[Image point grounding data]

=== Begin Enclosure ===

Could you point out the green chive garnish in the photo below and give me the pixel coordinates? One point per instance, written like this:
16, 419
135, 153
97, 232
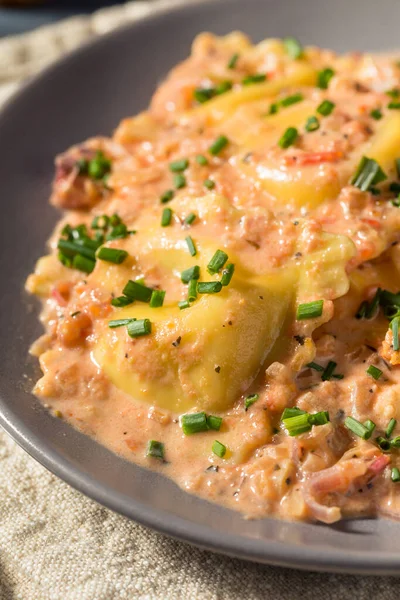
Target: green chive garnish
288, 138
325, 108
376, 114
357, 428
390, 428
139, 327
395, 475
249, 401
214, 422
155, 449
293, 47
121, 301
112, 255
374, 372
257, 78
209, 184
194, 423
368, 173
136, 291
177, 166
179, 181
157, 298
166, 196
289, 100
191, 245
324, 77
217, 262
192, 290
209, 287
219, 449
227, 274
201, 160
190, 219
233, 60
310, 310
220, 143
166, 217
191, 273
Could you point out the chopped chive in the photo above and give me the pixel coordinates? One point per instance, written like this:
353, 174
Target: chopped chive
227, 274
121, 301
217, 262
209, 184
298, 424
155, 449
288, 138
357, 428
201, 160
376, 114
190, 219
390, 428
310, 310
209, 287
368, 173
328, 371
157, 298
319, 418
395, 331
383, 443
219, 449
179, 165
293, 47
72, 248
374, 372
179, 181
292, 412
83, 264
214, 422
136, 291
191, 273
139, 327
395, 474
220, 143
324, 77
249, 401
257, 78
315, 366
312, 124
166, 196
183, 304
118, 323
325, 108
113, 255
192, 290
194, 423
232, 61
289, 100
191, 245
166, 217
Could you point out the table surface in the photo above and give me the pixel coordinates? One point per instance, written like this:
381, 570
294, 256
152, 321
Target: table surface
18, 20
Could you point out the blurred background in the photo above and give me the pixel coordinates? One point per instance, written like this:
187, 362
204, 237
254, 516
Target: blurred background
17, 16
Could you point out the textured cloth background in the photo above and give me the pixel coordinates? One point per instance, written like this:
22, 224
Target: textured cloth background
55, 544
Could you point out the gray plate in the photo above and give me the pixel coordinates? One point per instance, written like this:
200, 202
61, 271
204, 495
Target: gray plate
88, 93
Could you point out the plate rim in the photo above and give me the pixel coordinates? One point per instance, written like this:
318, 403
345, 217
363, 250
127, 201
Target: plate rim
250, 549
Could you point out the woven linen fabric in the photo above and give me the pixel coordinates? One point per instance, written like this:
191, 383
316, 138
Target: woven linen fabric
56, 544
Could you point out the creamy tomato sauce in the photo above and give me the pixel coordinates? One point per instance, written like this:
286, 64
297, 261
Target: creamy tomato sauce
220, 297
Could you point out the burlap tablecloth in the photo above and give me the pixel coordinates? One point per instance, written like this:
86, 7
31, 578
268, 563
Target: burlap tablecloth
56, 544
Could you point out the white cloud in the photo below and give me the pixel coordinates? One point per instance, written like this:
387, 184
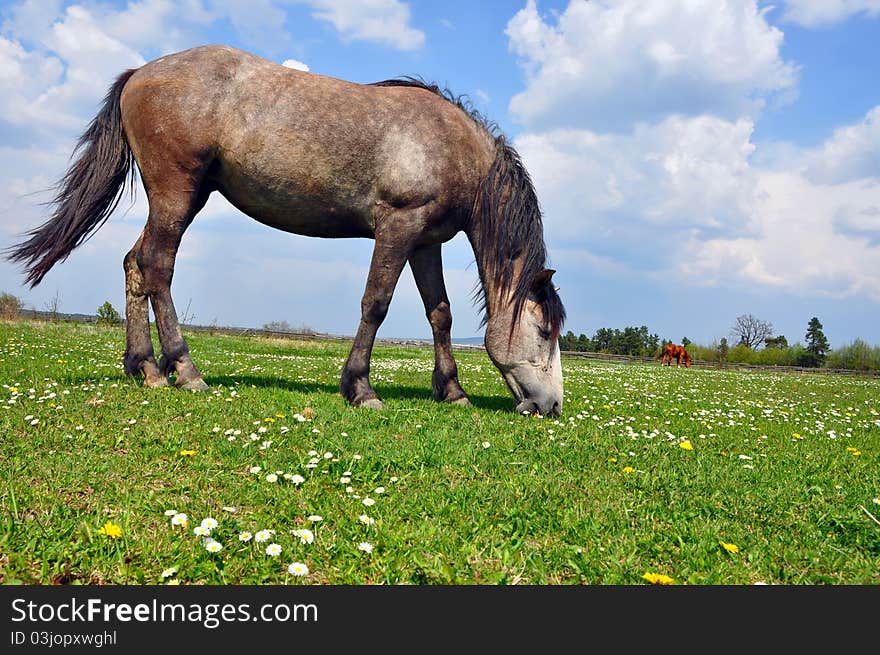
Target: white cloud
605, 65
853, 152
820, 13
296, 65
682, 175
380, 21
683, 200
801, 248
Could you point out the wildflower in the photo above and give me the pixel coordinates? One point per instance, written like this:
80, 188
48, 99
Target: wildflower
111, 530
658, 578
298, 569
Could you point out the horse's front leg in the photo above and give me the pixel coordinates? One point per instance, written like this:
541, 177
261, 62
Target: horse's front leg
389, 258
427, 267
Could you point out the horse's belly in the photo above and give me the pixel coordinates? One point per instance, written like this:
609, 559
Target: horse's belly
325, 217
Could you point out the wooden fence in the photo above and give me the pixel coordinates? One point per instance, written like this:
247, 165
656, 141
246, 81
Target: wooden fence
422, 343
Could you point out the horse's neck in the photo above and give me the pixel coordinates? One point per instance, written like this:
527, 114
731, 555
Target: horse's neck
496, 298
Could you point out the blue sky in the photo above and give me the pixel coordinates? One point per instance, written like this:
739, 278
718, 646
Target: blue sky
695, 160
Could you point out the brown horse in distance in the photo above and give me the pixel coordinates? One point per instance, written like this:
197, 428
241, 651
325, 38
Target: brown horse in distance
677, 352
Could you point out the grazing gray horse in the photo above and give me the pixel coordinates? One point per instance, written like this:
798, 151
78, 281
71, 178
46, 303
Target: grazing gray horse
399, 161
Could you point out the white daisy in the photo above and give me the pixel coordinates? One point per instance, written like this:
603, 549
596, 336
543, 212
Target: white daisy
298, 569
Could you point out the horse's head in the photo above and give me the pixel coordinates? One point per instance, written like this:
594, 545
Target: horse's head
525, 348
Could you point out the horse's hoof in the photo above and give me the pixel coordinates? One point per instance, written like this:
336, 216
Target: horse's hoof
194, 385
372, 403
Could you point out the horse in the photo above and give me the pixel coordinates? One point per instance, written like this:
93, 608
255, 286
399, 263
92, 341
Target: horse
674, 351
398, 161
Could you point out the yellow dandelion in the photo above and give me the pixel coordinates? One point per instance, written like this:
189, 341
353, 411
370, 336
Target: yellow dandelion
110, 529
658, 578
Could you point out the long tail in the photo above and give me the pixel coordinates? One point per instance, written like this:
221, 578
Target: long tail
86, 195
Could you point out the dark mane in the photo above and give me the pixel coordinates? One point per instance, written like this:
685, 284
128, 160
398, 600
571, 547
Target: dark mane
510, 220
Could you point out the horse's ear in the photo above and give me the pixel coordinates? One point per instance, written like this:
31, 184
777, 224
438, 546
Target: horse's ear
542, 279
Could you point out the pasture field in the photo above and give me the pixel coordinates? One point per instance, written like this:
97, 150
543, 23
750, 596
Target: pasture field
651, 475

=== End Enclosure ===

WHAT THE TASK REQUIRES:
All lines in the records above with "below" need to be found and copied.

RESULT:
Could you point out the green chive garnish in the photo below and give me the pixel coordinates? One point per instance, written like this:
Could you point out the white cloud in the photo below and give me the pixel coordinates? One point per instance, written like this:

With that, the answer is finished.